_Exercise A_:
In the blog post on federal disability retirement, through which office does a Federal or Postal employee file for Federal Disability Retirement benefits?
_Exercise B_:
Retype the blog post on federal disability retirement from "Filing for Federal" up to and including "careers and objectives.".

-------- Passage provided

Tag Archives: trying times for the disabled federal employee

Federal & Postal Disability Retirement Lawyer: Figures Larger than Life

Once, mythological figures and characters looming larger than life itself wandered amidst the common populace of everyday working folks; their very presence bestowed a greater sense of purpose, of a pride in knowing that better days lay ahead, and that even in the upheavals of tempestuous travails and turmoils which interrupted every economy and fiefdom because of the inevitable vicissitudes of economic activity, that somehow we would all survive through the common efforts of community.  But the pureness of the mountain stream became poisoned, diluted and polluted by egomaniacal intrusions of selfish constructs; “we” did not matter much, if at all, and the accolades of accretion demanded greater self-congratulatory spotlights of self-centered egoism.

Thus was the “selfie” born.  In the midst of such a society, empathy for the disabled will be wanting and rare; the saying that he would shove his own grandmother under a moving bus is not merely a warning, but a confirmation of normative character.  For Federal employees and U.S. Postal workers who suffer from a medical condition, such that the medical condition prevents one from performing one or more of the essential elements of one’s job, it is well to know who, and what, one is dealing with.

Agencies and Post Offices which may have shown care and comaraderie during better times, may not continue the surface-appearance of comity and cooperation when it becomes clear that the Federal or Postal employee can no longer remain as fully productive as in years past.  Human nature being what it is, the self-contradiction of man’s thought processes can always amaze and delude:  One believes that one is neither naive nor ignorant; concomitantly, that the world is generally an evil arena of life; but, somehow, one’s own friends, family, and agency are the exception, when the callous experiences of life have shown us otherwise.

Filing for Federal Disability Retirement benefits by the Federal employee or the U.S. Postal worker, whether the Federal or Postal employee is under FERS, CSRS or CSRS Offset, through the U.S. Office of Personnel Management, is a clear indication to one’s agency or the U.S. Postal Service that you are no longer “one of us”, and more to the point, can no longer contribute to the betterment of the agency, the Postal Service, or to the advancement of management’s careers and objectives.

----------------
-------- Dataset excerpts

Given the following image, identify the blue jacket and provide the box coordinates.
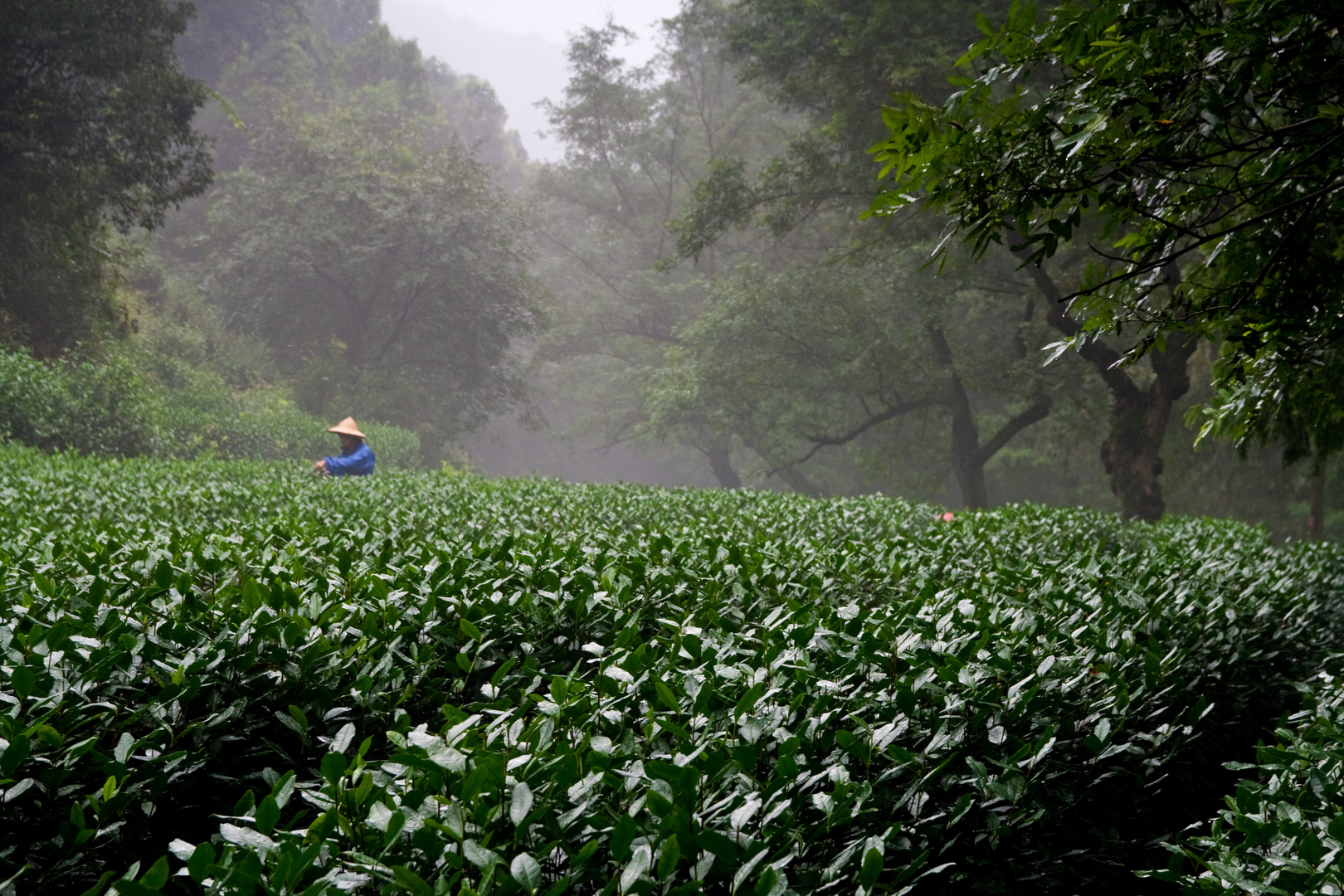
[324,445,373,475]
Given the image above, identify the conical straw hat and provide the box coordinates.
[327,416,368,439]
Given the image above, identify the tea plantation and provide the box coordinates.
[7,447,1344,896]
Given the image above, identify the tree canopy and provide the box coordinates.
[874,0,1344,462]
[0,0,211,349]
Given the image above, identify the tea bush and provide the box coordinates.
[1152,657,1344,896]
[0,447,1344,896]
[0,347,423,469]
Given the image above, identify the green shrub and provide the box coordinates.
[1147,657,1344,896]
[0,347,422,469]
[0,349,156,457]
[0,449,1344,896]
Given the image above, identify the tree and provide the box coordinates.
[0,0,211,352]
[874,0,1344,516]
[203,110,538,443]
[536,12,787,488]
[650,246,1069,508]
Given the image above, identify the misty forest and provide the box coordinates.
[0,0,1344,896]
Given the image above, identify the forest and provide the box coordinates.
[0,0,1344,538]
[7,0,1344,896]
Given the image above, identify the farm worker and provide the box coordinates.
[313,416,373,475]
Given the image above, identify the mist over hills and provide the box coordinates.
[383,0,567,161]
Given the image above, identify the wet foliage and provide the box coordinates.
[0,449,1344,896]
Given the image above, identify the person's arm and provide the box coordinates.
[324,445,373,475]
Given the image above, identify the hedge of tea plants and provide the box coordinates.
[0,447,1344,896]
[1147,657,1344,896]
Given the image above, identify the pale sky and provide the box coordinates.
[383,0,680,161]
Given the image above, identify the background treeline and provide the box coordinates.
[0,0,1344,534]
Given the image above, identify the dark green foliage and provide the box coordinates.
[0,449,1344,896]
[1151,657,1344,896]
[0,0,211,351]
[874,0,1344,462]
[0,347,422,469]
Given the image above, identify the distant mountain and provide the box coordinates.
[383,0,568,161]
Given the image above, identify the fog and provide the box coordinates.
[383,0,677,161]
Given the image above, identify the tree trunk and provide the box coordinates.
[928,325,1051,509]
[700,439,742,489]
[1027,265,1199,523]
[1101,334,1199,523]
[928,324,989,509]
[1307,455,1325,542]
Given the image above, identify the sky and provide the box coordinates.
[383,0,679,161]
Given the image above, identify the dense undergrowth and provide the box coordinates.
[0,449,1344,896]
[0,345,423,469]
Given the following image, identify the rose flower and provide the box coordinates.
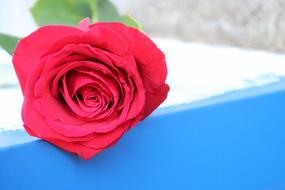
[13,19,169,159]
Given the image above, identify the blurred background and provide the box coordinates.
[0,0,285,128]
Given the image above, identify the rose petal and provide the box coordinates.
[13,26,82,92]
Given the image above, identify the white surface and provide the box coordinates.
[0,39,285,129]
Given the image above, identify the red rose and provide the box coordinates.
[13,19,169,159]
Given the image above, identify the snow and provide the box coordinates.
[0,39,285,130]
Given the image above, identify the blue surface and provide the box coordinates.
[0,88,285,190]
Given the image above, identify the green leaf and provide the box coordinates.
[31,0,92,26]
[0,33,20,55]
[97,0,121,22]
[32,0,141,29]
[122,15,142,29]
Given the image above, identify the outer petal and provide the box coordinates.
[13,26,83,92]
[45,139,103,160]
[90,23,169,117]
[90,23,167,90]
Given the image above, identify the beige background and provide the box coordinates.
[120,0,285,51]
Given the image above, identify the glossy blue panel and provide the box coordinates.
[0,88,285,190]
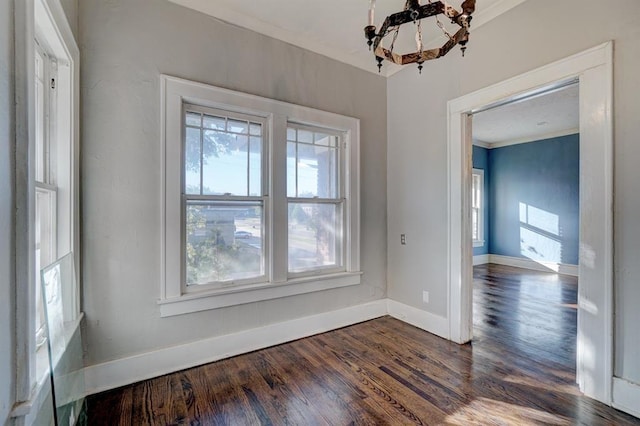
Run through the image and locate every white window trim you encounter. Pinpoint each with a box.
[471,169,485,247]
[158,75,361,317]
[11,0,81,418]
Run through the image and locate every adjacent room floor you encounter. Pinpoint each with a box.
[88,265,640,426]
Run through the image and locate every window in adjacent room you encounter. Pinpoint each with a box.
[471,169,484,247]
[159,76,361,316]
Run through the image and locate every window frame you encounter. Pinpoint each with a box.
[470,168,485,247]
[286,120,347,278]
[158,75,362,317]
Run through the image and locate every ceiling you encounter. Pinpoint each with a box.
[170,0,525,76]
[473,84,580,148]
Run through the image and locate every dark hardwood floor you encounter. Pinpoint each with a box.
[88,265,640,426]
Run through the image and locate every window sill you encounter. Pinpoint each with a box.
[11,312,84,418]
[158,272,362,317]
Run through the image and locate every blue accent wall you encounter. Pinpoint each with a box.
[488,134,580,265]
[473,145,491,256]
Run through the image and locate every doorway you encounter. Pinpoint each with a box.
[448,43,613,404]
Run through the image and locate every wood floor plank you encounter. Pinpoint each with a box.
[88,265,640,426]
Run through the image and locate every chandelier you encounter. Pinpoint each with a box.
[364,0,476,73]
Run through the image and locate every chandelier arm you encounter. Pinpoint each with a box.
[365,0,476,71]
[438,28,469,57]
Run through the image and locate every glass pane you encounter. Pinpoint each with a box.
[202,130,249,195]
[298,129,313,143]
[313,133,338,147]
[249,136,262,196]
[35,79,47,183]
[202,115,226,130]
[227,120,249,135]
[185,202,264,285]
[297,144,338,198]
[185,112,202,127]
[289,203,343,272]
[287,142,298,197]
[249,123,262,136]
[184,127,202,194]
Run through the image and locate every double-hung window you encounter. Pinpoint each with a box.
[34,44,57,347]
[159,76,361,316]
[471,169,484,247]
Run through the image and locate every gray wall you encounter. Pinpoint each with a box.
[490,134,580,265]
[79,0,387,365]
[387,0,640,383]
[0,1,15,425]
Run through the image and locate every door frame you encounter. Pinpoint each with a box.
[447,41,613,404]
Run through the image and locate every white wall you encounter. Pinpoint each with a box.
[387,0,640,383]
[60,0,78,41]
[79,0,387,365]
[0,1,15,425]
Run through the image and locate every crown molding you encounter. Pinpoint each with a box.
[473,128,580,149]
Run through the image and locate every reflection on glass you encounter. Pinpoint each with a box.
[289,202,342,272]
[185,201,264,285]
[287,128,339,198]
[41,253,86,426]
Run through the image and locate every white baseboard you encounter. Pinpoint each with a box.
[612,377,640,418]
[85,299,388,395]
[387,299,450,339]
[488,254,578,277]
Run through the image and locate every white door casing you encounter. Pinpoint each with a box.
[448,42,613,404]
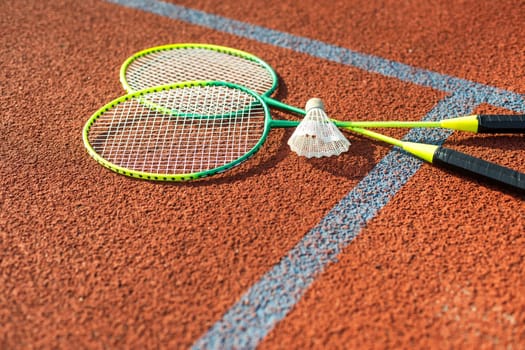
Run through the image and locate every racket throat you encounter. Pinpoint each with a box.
[270,120,299,128]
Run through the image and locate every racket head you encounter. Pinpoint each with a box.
[83,81,271,181]
[120,43,278,97]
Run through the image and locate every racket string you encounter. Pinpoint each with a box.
[126,48,274,94]
[89,86,265,174]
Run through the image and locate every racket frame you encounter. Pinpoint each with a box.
[82,81,274,181]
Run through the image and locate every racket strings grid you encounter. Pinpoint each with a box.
[288,98,350,158]
[87,85,265,177]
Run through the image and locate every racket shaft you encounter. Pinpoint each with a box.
[478,114,525,134]
[432,147,525,191]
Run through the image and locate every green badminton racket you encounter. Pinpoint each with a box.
[120,44,525,133]
[83,81,525,190]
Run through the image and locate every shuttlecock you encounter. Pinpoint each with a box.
[288,98,350,158]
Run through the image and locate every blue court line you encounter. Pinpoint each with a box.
[106,0,525,111]
[108,0,525,349]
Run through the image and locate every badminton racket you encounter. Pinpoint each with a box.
[83,81,525,190]
[120,44,525,133]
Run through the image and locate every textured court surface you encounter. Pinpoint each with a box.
[0,0,525,349]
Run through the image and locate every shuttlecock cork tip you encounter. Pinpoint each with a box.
[304,97,324,113]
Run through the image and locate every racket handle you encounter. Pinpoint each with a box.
[432,147,525,191]
[478,114,525,134]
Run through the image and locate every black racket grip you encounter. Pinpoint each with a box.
[478,114,525,134]
[432,147,525,192]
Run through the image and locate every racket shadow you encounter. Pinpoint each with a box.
[301,139,378,180]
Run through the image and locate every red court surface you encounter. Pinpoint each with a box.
[0,0,525,349]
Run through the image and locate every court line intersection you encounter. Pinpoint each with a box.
[106,0,525,349]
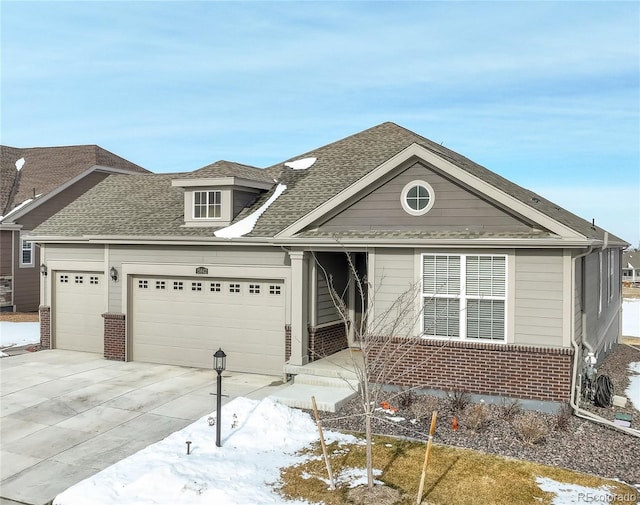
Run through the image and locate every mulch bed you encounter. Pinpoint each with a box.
[320,345,640,489]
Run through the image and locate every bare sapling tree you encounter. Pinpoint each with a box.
[316,252,447,489]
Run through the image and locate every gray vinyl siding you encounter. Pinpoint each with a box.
[583,249,621,358]
[315,252,349,325]
[319,163,531,232]
[369,249,420,335]
[510,249,569,347]
[47,244,104,261]
[573,258,584,342]
[109,245,289,312]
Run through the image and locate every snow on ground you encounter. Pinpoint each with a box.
[622,298,640,338]
[0,321,40,357]
[53,398,357,505]
[536,477,615,505]
[624,362,640,411]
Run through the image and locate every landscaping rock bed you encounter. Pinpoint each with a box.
[314,345,640,489]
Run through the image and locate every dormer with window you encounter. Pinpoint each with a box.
[171,176,274,228]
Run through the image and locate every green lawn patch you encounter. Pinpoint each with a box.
[281,436,636,505]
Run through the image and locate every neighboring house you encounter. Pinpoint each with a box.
[622,251,640,286]
[31,123,628,410]
[0,145,148,312]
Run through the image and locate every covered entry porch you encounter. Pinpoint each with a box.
[285,250,369,373]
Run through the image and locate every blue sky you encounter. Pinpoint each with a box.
[0,0,640,246]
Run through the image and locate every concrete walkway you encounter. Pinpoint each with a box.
[0,349,283,505]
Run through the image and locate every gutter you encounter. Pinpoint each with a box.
[569,245,640,438]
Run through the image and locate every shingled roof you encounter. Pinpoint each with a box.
[0,145,149,216]
[34,122,624,246]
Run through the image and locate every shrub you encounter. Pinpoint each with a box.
[411,396,438,421]
[500,398,522,421]
[513,412,549,446]
[464,402,491,433]
[398,389,416,409]
[449,391,471,414]
[555,403,573,431]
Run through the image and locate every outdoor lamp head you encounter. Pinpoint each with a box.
[213,349,227,373]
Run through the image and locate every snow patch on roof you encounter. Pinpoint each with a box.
[0,195,34,221]
[284,158,318,170]
[213,184,287,238]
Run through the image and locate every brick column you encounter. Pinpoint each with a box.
[284,324,291,361]
[38,305,51,349]
[102,312,127,361]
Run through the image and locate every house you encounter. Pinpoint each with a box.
[30,123,628,405]
[0,145,148,312]
[622,251,640,286]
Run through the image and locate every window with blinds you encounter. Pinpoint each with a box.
[422,254,507,341]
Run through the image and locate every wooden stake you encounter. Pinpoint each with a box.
[311,396,336,491]
[416,411,438,505]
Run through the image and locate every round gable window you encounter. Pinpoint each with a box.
[400,181,435,216]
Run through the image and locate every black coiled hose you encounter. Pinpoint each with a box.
[593,375,613,407]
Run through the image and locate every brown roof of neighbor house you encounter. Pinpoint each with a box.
[0,145,149,216]
[28,122,624,243]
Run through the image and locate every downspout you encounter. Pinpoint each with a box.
[570,246,640,438]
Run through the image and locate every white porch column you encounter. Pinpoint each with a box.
[347,253,357,347]
[289,251,309,365]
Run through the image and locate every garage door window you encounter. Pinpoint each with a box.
[269,284,280,295]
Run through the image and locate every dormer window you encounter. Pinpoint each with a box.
[171,174,274,228]
[193,191,222,219]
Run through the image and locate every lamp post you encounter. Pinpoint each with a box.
[213,349,227,447]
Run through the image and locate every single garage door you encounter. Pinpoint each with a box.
[52,272,106,353]
[130,277,285,374]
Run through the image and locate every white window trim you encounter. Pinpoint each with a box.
[20,238,36,267]
[419,252,509,344]
[191,189,223,221]
[400,180,436,216]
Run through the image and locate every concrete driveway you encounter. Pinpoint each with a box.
[0,349,283,505]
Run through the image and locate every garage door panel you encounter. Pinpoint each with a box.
[53,271,105,353]
[131,278,285,374]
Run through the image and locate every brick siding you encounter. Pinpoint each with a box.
[309,322,349,361]
[102,313,126,361]
[38,306,51,349]
[372,338,573,402]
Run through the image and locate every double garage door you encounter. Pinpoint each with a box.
[129,276,285,374]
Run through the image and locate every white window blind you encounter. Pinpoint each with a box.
[422,254,507,341]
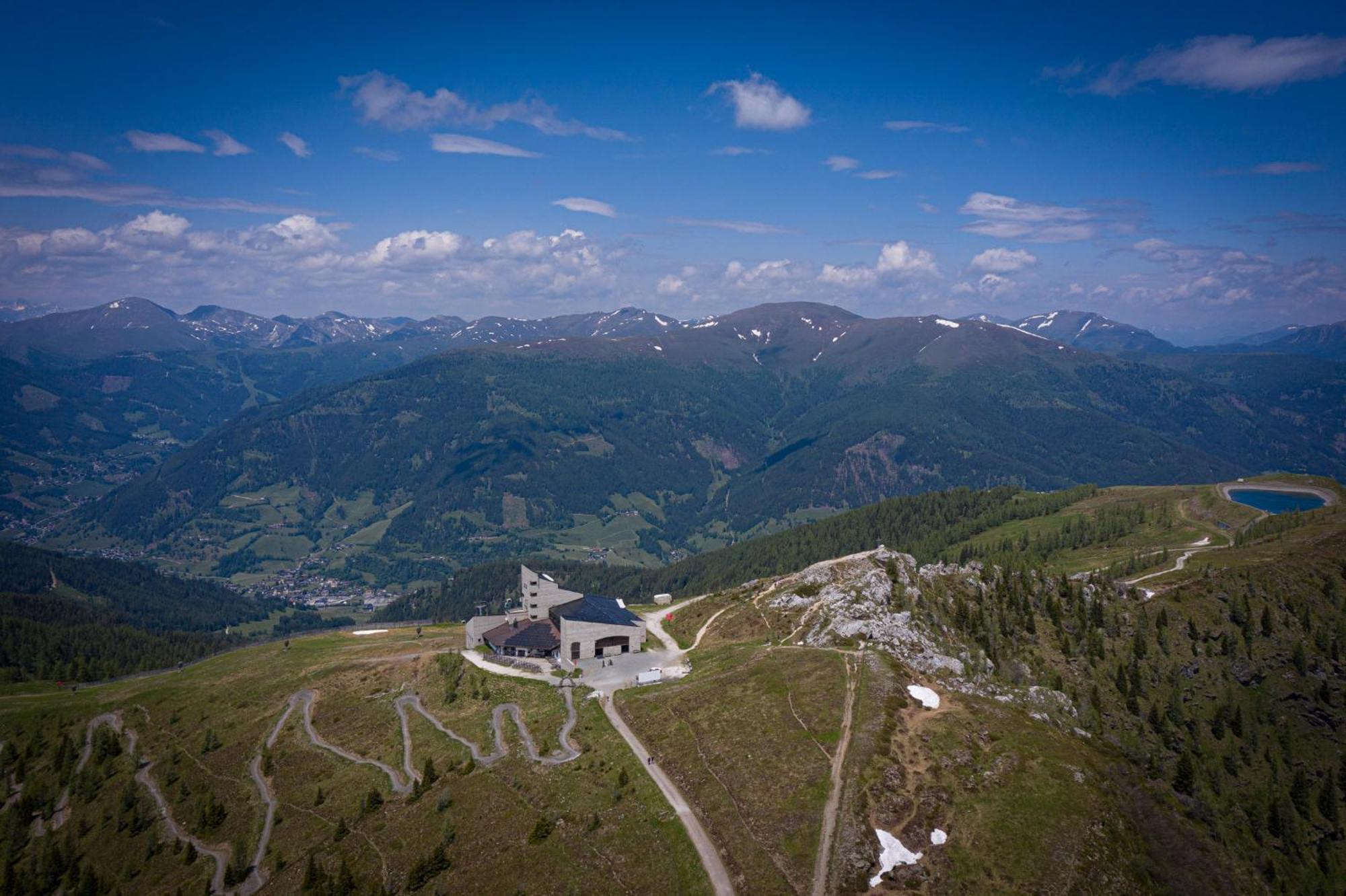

----------------

_Exercise solution A_:
The U.S. Office of Personnel Management.

_Exercise solution B_:
Filing for Federal Disability Retirement benefits by the Federal employee or the U.S. Postal worker, whether the Federal or Postal employee is under FERS, CSRS or CSRS Offset, through the U.S. Office of Personnel Management, is a clear indication to one’s agency or the U.S. Postal Service that you are no longer “one of us”, and more to the point, can no longer contribute to the betterment of the agency, the Postal Service, or to the advancement of management’s careers and objectives.